## Study text
========================

Plant-based or antioxidant-rich diets

Salas-Huetos et al. (2022b) found no association between men’s adherence to a plant-based diet and any clinical ART outcomes, including fertilization, implantation, clinical pregnancy or live birth rates or semen/sperm parameters (Salas-Huetos et al., 2022b) (Table 1). In the cohort of 260 infertile Iranian men, Nouri et al. (2022a) found that greater dietary adherence to the healthful plant-based index (high levels of refined grains, fruits, vegetables, nuts, and vegetable oils) was associated with improved sperm density (T3–T1, P = 0.03), but not other sperm parameters. Adherence to the unhealthful plant-based index (fruit juices, sugar-sweetened beverages, refined grains, potatoes, sweets/desserts, and dairy) was associated with improved sperm motility (T3–T1, P = 0.009) (Nouri et al., 2022a) (Table 1). The Iranian case–control study by Eslamian et al. (2017) (n = 342) reported 51% lower odds of asthenozoospermia (P = 0.004) among men in the highest compared with the lowest tertile of an antioxidant dietary pattern (rich in vitamins E, D and C, zinc, selenium, folate, total fibre, and PUFAs) (Eslamian et al., 2017) (Table 1). Similarly, the Spanish case–control study of 61 men found that those with severe or moderate oligozoospermia (<5 or 5–20 million sperm/ml, respectively) and severe teratozoospermia (<6% normal forms) reported significantly lower consumption of antioxidant nutrients (Mendiola et al., 2010) (Table 1).

========================

## Dataset section

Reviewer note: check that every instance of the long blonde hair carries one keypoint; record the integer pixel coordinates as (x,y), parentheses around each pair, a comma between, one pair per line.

========================

Reproduce the entire text on plant-based or antioxidant-rich diets word for word, from its heading through its final sentence.

## Solution below
Plant-based or antioxidant-rich diets

Salas-Huetos et al. (2022b) found no association between men’s adherence to a plant-based diet and any clinical ART outcomes, including fertilization, implantation, clinical pregnancy or live birth rates or semen/sperm parameters (Salas-Huetos et al., 2022b) (Table 1). In the cohort of 260 infertile Iranian men, Nouri et al. (2022a) found that greater dietary adherence to the healthful plant-based index (high levels of refined grains, fruits, vegetables, nuts, and vegetable oils) was associated with improved sperm density (T3–T1, P = 0.03), but not other sperm parameters. Adherence to the unhealthful plant-based index (fruit juices, sugar-sweetened beverages, refined grains, potatoes, sweets/desserts, and dairy) was associated with improved sperm motility (T3–T1, P = 0.009) (Nouri et al., 2022a) (Table 1). The Iranian case–control study by Eslamian et al. (2017) (n = 342) reported 51% lower odds of asthenozoospermia (P = 0.004) among men in the highest compared with the lowest tertile of an antioxidant dietary pattern (rich in vitamins E, D and C, zinc, selenium, folate, total fibre, and PUFAs) (Eslamian et al., 2017) (Table 1). Similarly, the Spanish case–control study of 61 men found that those with severe or moderate oligozoospermia (<5 or 5–20 million sperm/ml, respectively) and severe teratozoospermia (<6% normal forms) reported significantly lower consumption of antioxidant nutrients (Mendiola et al., 2010) (Table 1).